## Problem details
Would you give the data below back exactly as it reads?

## Provided information
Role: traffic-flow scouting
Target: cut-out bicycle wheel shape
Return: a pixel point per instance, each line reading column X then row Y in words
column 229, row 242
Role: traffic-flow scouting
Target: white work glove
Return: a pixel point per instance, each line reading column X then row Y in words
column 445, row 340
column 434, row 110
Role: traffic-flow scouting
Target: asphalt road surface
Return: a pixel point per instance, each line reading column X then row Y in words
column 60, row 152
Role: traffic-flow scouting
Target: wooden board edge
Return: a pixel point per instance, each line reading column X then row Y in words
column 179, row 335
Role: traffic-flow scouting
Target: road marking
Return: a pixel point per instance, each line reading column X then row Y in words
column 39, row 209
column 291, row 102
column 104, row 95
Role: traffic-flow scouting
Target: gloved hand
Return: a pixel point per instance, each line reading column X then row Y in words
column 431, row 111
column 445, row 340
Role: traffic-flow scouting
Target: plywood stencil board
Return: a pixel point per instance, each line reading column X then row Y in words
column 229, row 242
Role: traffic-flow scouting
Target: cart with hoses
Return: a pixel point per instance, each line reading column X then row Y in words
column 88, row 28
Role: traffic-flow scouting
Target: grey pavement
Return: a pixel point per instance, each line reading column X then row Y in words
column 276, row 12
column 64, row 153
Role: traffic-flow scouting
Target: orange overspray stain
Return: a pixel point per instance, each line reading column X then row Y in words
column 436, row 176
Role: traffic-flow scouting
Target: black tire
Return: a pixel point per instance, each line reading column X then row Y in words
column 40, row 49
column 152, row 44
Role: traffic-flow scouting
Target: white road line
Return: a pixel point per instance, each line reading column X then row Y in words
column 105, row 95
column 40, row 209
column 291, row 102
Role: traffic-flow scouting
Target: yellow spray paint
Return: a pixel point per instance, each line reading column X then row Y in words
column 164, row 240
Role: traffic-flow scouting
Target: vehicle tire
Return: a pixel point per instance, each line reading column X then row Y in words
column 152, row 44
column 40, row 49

## Response box
Role: traffic-flow scouting
Target: cut-out bicycle wheel shape
Return: a pixel point per instance, each line reading column X then row Y in words
column 229, row 242
Role: traffic-flow scouting
Target: white work glove
Return: a pixel point per instance, each line reading column X then row Y in words
column 445, row 340
column 434, row 110
Role: traffic-flow scouting
Target: asphalt road surface
Return: a pixel point per instance, each line reading column X then row Y in words
column 60, row 152
Role: traffic-flow scouting
Target: wooden board edge
Return: a pixel point per instance, each line reading column X then row Y in words
column 179, row 335
Role: traffic-flow scouting
Target: road marking
Return: a pixel point per instance, each line reading column X then row Y in words
column 39, row 209
column 291, row 102
column 104, row 95
Role: traffic-flow scouting
Target: gloved hand
Return: a pixel point per instance, each line reading column X then row Y in words
column 431, row 111
column 445, row 340
Role: traffic-flow scouting
Target: plywood stencil board
Return: a pixel point per instance, each line reading column X then row Y in words
column 229, row 242
Role: traffic-flow scouting
Target: cart with hoses
Return: a pixel point per instance, each line reading column X then row Y in words
column 88, row 28
Role: traffic-flow scouting
Target: grey pavement
Return: a pixel point per instance, each line reading column X then row Y in words
column 276, row 12
column 64, row 153
Role: traffic-flow scouting
Target: orange overspray stain
Return: a pixel point per instance, each line reading column X then row Y in words
column 436, row 176
Role: traffic-flow scouting
Target: black tire
Return: a pixel point per instance, each line reading column X then row Y in words
column 40, row 49
column 152, row 44
Role: traffic-flow scouting
Target: white road line
Return: a pixel point per instance, each line reading column X then row Y in words
column 105, row 95
column 40, row 209
column 291, row 102
Role: traffic-flow scouting
Target: yellow spray paint
Return: a pixel point per instance, each line reading column X then row Y in words
column 164, row 240
Role: traffic-flow scouting
Target: vehicle tire
Return: a pixel point per instance, each line reading column X then row Y in words
column 152, row 44
column 40, row 49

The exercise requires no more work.